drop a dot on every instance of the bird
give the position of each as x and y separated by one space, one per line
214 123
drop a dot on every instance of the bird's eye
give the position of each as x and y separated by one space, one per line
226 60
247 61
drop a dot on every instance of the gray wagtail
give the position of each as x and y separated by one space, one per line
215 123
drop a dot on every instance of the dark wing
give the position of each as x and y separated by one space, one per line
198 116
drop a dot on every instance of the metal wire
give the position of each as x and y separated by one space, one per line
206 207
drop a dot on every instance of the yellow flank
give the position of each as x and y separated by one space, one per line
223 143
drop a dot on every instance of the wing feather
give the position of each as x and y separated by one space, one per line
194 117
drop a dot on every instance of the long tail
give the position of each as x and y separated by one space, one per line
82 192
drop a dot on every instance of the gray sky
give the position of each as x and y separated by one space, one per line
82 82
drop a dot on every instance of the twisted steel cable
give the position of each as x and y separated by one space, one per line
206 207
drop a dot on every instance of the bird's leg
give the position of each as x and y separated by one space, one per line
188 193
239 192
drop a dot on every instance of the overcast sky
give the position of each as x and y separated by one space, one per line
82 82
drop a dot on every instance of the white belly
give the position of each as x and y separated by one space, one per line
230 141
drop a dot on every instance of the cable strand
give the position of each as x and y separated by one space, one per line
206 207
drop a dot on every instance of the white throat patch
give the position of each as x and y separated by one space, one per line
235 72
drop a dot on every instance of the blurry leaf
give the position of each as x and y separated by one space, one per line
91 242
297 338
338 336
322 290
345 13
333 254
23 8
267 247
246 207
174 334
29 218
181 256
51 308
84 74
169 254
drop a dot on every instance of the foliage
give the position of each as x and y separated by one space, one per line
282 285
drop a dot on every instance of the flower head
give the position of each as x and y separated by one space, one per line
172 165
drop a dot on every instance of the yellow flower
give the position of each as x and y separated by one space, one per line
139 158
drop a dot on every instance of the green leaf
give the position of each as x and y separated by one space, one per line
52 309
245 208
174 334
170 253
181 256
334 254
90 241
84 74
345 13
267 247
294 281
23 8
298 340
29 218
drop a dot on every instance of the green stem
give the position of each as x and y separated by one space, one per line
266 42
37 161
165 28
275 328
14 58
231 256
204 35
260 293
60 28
+===+
> **Set exercise**
Can you copy all of the entries above line for line, keeping every word and character unchanged?

> **Answer to this exercise**
drop a dot on every instance of the bird
give the position of each as x and y separated by one space, one per line
214 123
drop a dot on every instance of the bird's eye
give the position of each as x and y separated by one space, one per line
226 60
247 61
drop a dot on every instance of the gray wagtail
give the position of each as x and y separated by one space, one per line
215 123
drop a dot on every instance of the dark wing
give the position of each as x and y separated by one space, one per line
198 116
drop a dot on every instance of the metal wire
give the position of each as x and y separated by one space, one per line
206 207
drop a dot on every instance of the yellow flank
give the position of each as x and y separated by one space, one per line
223 143
drop a dot on every instance of the wing feather
give the position of each as x and y separated by one space, one per line
194 117
drop a dot on every instance of the long tail
give the position of each as x and y separated by one space, one per line
82 192
drop a dot on every instance of the gray sky
give the position of each as x and y separated by one space, one per line
82 82
drop a dot on every instance of the twisted steel cable
give the position of each as x and y separated by one space, one per line
206 207
drop a dot on every instance of the bird's leg
give the position of each as x and y separated by one space, one per line
188 193
239 192
drop a dot on every instance of the overcast sky
give the position of each as x and y separated by one space, one per line
82 82
drop a dot on every instance of the white belly
give the position of each as x and y separated by one space, one per line
230 141
drop a dot on every instance of the cable strand
give the position of each as x and y separated by one space, one per line
206 207
drop a dot on every instance of the white throat patch
give the position of each as x and y separated by one space, one per line
235 72
drop a dot on every instance of the blurry leaf
give the position of each as x and y separated by one space, one per line
91 242
297 338
338 336
322 290
345 13
333 254
23 8
267 247
246 207
174 334
29 218
181 256
51 308
84 74
169 254
drop a dot on every instance of the foliage
give the position of each as x and y separated by one space, one per line
282 285
drop a dot on every instance of the flower head
give the position of each as x and y separated by one space, one per line
172 165
drop a dot on every instance of the yellow flower
give the position of each as x and y separated by one space, one per line
139 158
drop a dot on every instance of the green leaf
give the position of each as x and y separated by one space, one per line
52 309
245 208
174 334
170 253
181 256
334 254
90 241
84 74
345 13
267 247
294 281
23 8
298 340
29 218
drop a dot on every instance of the green stem
give the position of each as x and y separated by one space, one per line
266 42
37 161
165 28
275 328
14 58
231 256
204 35
260 293
60 28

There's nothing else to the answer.